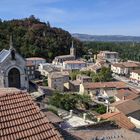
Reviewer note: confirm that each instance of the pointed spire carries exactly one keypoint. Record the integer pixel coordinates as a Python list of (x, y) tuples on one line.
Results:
[(11, 42), (72, 44)]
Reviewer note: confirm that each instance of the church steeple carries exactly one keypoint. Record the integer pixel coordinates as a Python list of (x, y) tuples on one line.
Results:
[(72, 50), (11, 43)]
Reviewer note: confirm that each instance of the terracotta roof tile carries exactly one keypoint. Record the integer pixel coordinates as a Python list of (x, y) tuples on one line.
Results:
[(119, 118), (128, 94), (126, 106), (95, 85), (22, 119)]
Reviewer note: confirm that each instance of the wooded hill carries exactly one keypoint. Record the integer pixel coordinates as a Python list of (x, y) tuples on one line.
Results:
[(31, 37)]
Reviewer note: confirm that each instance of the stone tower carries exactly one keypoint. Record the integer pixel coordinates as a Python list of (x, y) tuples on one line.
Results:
[(72, 50)]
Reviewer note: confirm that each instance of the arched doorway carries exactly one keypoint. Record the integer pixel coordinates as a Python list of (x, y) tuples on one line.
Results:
[(14, 78)]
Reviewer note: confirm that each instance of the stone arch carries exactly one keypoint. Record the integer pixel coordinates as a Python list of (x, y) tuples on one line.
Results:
[(14, 78)]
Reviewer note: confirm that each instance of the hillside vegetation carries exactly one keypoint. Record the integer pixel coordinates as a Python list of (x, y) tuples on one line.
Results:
[(31, 37)]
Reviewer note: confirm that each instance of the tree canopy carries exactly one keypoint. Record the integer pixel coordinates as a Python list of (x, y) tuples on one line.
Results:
[(31, 37)]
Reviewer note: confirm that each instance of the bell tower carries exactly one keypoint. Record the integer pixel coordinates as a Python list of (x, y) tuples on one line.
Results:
[(72, 50)]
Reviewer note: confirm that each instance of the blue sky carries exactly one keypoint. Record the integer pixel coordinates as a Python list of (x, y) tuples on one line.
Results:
[(97, 17)]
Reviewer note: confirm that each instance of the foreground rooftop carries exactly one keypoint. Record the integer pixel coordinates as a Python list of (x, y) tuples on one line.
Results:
[(22, 119)]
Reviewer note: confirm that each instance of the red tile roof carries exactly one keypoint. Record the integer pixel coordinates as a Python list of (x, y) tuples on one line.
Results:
[(22, 119), (136, 71), (35, 58), (74, 62), (119, 118), (126, 93), (126, 106), (104, 85)]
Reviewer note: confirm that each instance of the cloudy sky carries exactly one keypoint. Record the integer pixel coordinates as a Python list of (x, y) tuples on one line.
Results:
[(98, 17)]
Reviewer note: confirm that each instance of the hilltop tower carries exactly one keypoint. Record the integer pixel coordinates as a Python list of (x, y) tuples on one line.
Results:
[(72, 50)]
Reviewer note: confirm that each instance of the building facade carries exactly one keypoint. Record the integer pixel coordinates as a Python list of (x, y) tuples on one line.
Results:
[(108, 56), (56, 80), (60, 59), (135, 76), (30, 70), (12, 69), (74, 65), (124, 68), (35, 61)]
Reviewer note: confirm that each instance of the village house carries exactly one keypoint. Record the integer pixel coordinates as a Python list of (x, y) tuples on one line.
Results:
[(135, 76), (73, 85), (124, 68), (127, 106), (46, 68), (73, 65), (30, 68), (108, 56), (56, 80), (58, 60), (120, 119), (128, 93), (35, 61), (105, 89)]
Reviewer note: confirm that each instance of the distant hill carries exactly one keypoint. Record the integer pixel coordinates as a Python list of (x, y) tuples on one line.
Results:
[(106, 38), (32, 37)]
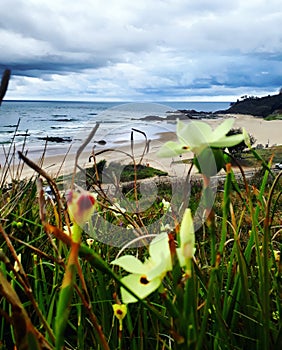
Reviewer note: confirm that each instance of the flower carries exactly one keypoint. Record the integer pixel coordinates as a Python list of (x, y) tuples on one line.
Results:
[(145, 278), (120, 311), (187, 241), (89, 242), (18, 263), (166, 205), (81, 206), (117, 209), (196, 136)]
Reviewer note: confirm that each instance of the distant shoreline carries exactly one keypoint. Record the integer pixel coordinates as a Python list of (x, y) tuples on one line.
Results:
[(266, 133)]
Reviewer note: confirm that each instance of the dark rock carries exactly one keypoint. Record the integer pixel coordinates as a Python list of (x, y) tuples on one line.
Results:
[(57, 139)]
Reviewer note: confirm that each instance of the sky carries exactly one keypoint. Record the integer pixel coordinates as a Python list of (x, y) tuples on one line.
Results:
[(142, 50)]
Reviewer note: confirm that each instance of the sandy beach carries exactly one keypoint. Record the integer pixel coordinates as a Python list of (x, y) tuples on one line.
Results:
[(265, 133)]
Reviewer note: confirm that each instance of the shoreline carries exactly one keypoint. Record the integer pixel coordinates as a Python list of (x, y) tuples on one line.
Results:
[(266, 133)]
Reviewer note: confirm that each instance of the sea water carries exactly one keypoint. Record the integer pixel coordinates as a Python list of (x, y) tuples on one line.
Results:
[(29, 123)]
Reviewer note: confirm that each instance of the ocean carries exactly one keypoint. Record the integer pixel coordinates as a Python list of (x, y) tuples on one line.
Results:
[(69, 123)]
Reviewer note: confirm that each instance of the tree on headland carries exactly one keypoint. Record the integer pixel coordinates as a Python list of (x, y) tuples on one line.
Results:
[(237, 150)]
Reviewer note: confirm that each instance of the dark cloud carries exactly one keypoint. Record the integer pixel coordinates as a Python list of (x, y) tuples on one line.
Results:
[(141, 50)]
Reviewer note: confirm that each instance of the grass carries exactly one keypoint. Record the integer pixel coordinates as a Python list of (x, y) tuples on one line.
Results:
[(274, 117), (231, 300)]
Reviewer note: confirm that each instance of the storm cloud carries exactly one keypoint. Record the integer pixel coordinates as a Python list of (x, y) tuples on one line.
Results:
[(141, 50)]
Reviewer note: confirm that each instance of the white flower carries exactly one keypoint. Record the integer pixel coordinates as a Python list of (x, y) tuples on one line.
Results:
[(186, 250), (197, 135)]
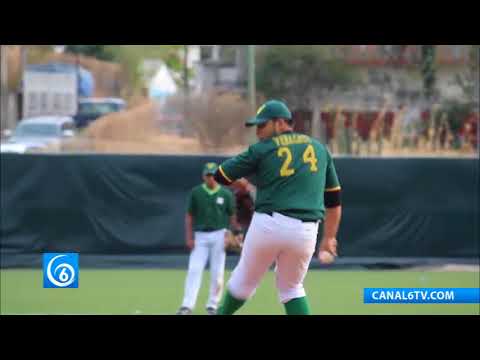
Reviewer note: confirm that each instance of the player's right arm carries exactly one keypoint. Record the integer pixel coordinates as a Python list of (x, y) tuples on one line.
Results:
[(189, 238), (238, 167)]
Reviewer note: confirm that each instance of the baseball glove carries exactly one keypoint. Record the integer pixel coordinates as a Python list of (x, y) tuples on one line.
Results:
[(233, 243)]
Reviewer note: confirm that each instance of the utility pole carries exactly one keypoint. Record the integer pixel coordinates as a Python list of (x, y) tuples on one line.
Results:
[(186, 90), (3, 88), (251, 77)]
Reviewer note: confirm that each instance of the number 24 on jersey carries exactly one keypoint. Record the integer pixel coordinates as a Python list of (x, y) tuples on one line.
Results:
[(309, 157)]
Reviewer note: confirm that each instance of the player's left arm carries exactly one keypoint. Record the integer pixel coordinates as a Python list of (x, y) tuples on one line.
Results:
[(333, 205), (238, 167)]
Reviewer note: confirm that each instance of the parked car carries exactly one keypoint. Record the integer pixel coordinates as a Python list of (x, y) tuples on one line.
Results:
[(90, 109), (35, 134)]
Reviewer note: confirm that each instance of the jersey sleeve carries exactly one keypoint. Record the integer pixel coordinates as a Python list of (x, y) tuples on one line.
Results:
[(331, 182), (240, 166), (232, 207), (191, 204)]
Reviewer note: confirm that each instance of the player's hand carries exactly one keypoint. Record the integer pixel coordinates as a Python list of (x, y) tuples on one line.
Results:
[(330, 245), (190, 244)]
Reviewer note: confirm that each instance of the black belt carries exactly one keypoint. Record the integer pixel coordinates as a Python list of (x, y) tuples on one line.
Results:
[(208, 230), (302, 220)]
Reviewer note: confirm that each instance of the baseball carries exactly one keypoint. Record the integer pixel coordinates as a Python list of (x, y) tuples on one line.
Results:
[(326, 257)]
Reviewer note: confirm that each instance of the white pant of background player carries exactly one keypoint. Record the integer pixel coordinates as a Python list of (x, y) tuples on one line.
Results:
[(208, 246), (288, 242)]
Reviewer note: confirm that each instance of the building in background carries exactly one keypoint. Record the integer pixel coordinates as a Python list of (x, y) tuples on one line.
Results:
[(219, 67)]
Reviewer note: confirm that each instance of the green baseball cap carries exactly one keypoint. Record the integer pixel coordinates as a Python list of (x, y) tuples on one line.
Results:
[(270, 110), (210, 169)]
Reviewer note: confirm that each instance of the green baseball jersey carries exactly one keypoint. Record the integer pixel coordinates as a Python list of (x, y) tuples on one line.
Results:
[(292, 171), (210, 209)]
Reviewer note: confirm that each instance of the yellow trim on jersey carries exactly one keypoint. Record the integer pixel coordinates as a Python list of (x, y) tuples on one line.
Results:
[(338, 188), (223, 173)]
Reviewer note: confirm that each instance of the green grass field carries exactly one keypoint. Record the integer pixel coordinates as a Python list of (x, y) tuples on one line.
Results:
[(159, 292)]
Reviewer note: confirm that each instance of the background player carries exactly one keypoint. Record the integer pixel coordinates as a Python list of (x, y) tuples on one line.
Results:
[(211, 209)]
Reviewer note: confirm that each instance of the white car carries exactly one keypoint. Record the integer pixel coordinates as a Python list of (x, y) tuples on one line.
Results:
[(36, 134)]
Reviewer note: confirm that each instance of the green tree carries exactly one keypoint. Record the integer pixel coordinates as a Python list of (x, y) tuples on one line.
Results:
[(429, 70), (298, 73)]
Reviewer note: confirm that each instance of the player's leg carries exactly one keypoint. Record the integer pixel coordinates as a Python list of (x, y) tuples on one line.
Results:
[(292, 266), (259, 252), (217, 268), (196, 265)]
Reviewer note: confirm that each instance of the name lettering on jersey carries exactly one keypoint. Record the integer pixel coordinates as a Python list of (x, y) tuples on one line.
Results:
[(291, 139)]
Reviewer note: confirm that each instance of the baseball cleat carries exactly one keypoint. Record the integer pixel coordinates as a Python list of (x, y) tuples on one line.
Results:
[(211, 311), (184, 311)]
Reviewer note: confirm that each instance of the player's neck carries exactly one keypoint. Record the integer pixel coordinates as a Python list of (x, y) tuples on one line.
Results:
[(213, 186)]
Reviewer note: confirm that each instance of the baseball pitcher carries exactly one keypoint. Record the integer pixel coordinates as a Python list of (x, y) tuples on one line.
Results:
[(297, 188)]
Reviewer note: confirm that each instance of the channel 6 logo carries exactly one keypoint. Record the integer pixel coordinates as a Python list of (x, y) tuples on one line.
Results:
[(60, 270)]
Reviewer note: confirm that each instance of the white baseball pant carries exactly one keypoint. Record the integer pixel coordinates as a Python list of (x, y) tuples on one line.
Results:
[(208, 246), (288, 242)]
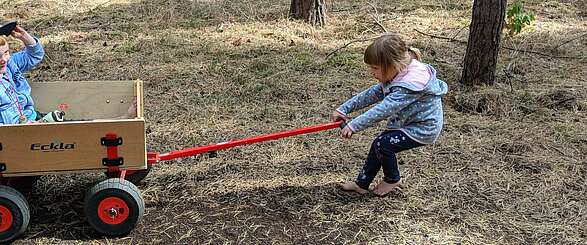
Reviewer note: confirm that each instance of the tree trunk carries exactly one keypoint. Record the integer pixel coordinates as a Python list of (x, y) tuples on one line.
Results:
[(311, 11), (483, 45)]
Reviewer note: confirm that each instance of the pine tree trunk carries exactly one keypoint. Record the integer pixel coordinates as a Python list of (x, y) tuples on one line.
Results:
[(311, 11), (483, 46)]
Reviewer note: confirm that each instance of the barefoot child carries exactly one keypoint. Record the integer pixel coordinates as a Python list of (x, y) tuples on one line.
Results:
[(408, 95)]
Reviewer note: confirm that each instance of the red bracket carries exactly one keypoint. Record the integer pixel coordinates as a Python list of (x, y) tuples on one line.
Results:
[(111, 141), (152, 158)]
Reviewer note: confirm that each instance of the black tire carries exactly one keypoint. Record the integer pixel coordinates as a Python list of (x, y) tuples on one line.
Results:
[(109, 193), (135, 177), (15, 204)]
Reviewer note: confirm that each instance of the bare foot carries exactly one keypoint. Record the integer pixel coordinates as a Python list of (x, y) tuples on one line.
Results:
[(352, 186), (383, 187)]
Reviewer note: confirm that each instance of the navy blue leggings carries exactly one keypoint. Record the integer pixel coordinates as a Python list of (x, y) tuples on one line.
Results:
[(382, 154)]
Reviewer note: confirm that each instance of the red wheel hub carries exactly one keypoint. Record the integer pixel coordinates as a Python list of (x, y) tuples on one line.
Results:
[(5, 219), (113, 210)]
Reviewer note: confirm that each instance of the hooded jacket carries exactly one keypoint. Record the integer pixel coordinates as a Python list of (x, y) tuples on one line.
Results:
[(411, 102), (15, 84)]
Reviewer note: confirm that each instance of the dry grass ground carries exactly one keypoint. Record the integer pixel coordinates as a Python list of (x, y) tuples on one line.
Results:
[(510, 167)]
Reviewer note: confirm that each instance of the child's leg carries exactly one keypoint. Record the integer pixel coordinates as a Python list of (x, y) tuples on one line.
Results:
[(371, 166), (390, 143)]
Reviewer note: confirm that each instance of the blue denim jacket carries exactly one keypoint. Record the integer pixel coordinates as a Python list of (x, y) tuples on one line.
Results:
[(19, 63), (414, 110)]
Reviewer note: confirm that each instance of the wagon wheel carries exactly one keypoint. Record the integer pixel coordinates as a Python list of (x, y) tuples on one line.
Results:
[(14, 213), (114, 207), (134, 176)]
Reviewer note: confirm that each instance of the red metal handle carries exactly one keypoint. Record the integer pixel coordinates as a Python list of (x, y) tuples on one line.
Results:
[(246, 141)]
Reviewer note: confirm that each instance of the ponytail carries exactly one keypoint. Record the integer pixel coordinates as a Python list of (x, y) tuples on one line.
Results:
[(415, 53)]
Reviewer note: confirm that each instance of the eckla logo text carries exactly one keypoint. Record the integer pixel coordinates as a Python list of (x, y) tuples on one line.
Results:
[(53, 146)]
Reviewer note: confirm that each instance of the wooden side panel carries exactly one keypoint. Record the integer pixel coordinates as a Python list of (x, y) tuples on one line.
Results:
[(87, 99), (70, 146)]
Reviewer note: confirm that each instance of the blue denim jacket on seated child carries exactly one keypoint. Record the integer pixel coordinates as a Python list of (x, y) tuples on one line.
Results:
[(13, 80), (411, 102)]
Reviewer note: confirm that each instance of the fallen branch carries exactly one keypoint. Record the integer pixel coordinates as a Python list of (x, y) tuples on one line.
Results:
[(508, 48), (568, 41), (349, 43)]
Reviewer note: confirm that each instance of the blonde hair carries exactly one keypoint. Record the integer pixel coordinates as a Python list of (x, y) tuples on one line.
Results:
[(390, 51)]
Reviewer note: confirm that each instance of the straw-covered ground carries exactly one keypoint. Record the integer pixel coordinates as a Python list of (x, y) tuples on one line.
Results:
[(510, 166)]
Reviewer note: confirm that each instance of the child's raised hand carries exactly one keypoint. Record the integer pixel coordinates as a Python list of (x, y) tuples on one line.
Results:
[(347, 132), (21, 34), (337, 116)]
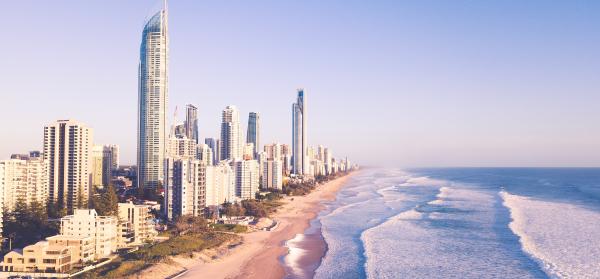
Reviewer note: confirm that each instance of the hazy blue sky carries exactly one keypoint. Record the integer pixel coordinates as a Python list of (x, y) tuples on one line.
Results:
[(405, 83)]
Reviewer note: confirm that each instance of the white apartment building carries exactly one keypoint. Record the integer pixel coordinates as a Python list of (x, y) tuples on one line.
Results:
[(185, 187), (247, 175), (67, 150), (87, 223), (140, 220), (220, 184), (272, 177), (24, 179)]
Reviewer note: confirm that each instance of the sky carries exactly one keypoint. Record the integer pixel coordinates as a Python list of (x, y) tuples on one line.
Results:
[(388, 83)]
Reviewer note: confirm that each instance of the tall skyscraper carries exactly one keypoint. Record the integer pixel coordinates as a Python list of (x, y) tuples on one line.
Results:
[(185, 187), (231, 147), (102, 164), (191, 123), (114, 150), (247, 178), (67, 150), (299, 142), (253, 134), (213, 145), (153, 100)]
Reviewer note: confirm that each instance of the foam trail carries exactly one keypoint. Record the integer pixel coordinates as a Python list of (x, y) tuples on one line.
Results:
[(563, 238)]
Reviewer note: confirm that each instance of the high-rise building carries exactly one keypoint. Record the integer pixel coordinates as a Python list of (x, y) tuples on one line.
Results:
[(213, 145), (181, 147), (328, 160), (220, 184), (153, 100), (191, 123), (253, 134), (272, 177), (67, 150), (247, 176), (140, 220), (273, 151), (23, 179), (115, 152), (185, 187), (231, 144), (300, 162), (205, 154)]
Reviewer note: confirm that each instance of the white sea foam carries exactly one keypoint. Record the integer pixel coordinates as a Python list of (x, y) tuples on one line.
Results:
[(450, 237), (563, 238), (295, 253)]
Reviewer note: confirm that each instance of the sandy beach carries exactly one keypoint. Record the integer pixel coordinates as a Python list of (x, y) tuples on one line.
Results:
[(258, 255)]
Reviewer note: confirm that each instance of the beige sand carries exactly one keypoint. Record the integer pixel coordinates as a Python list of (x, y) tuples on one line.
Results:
[(258, 255)]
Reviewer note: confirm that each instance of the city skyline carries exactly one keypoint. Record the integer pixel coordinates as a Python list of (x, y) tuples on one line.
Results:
[(520, 115)]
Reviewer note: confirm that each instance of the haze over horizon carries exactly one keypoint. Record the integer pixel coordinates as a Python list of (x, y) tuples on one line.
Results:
[(412, 83)]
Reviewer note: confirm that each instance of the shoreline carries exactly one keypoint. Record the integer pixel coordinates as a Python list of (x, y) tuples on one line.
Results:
[(261, 254)]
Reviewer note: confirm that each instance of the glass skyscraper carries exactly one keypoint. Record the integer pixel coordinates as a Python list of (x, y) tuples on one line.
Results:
[(299, 141), (253, 135), (153, 98)]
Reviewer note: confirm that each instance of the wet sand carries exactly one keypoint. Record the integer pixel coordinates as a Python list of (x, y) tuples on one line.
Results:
[(259, 254)]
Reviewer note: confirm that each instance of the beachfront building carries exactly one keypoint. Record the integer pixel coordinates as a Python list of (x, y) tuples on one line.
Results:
[(140, 222), (40, 257), (253, 134), (272, 177), (300, 162), (231, 144), (23, 178), (152, 101), (220, 184), (67, 151), (247, 175), (185, 187), (205, 154), (87, 223), (82, 247)]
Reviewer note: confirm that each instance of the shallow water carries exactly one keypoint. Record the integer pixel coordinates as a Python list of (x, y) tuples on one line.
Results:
[(463, 223)]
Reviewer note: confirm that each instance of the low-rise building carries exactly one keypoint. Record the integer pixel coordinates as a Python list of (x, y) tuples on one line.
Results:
[(140, 220), (39, 257)]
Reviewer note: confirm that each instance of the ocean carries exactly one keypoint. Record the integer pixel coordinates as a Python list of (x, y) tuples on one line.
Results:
[(462, 223)]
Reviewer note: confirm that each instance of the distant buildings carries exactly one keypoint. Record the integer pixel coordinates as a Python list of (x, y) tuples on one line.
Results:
[(231, 145), (23, 178), (185, 191), (213, 144), (87, 223), (220, 184), (140, 222), (191, 123), (205, 154), (253, 134), (103, 164), (300, 163), (272, 176), (152, 100), (247, 175), (67, 150)]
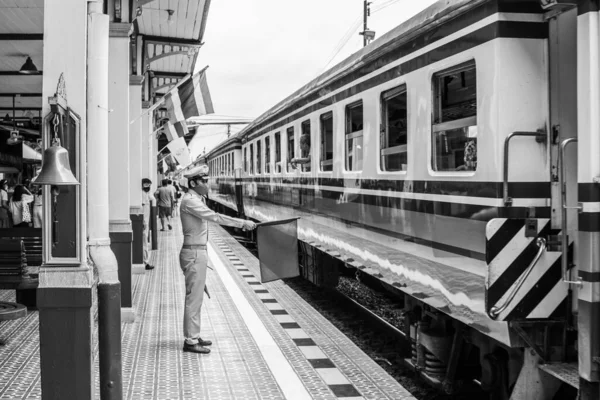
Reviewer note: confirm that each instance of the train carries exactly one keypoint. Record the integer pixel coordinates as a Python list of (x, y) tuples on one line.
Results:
[(455, 161)]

--------------------

Copy the records word for word, from their start up to and including the line with "[(11, 42), (72, 44)]", and omit the pictures.

Reviewer note: confirm that each instance of the pointed spire carries exactly one keypoint. Record the integer pixel coordinates as a Python list of (x, y) tuples on one line.
Results:
[(11, 42), (72, 44)]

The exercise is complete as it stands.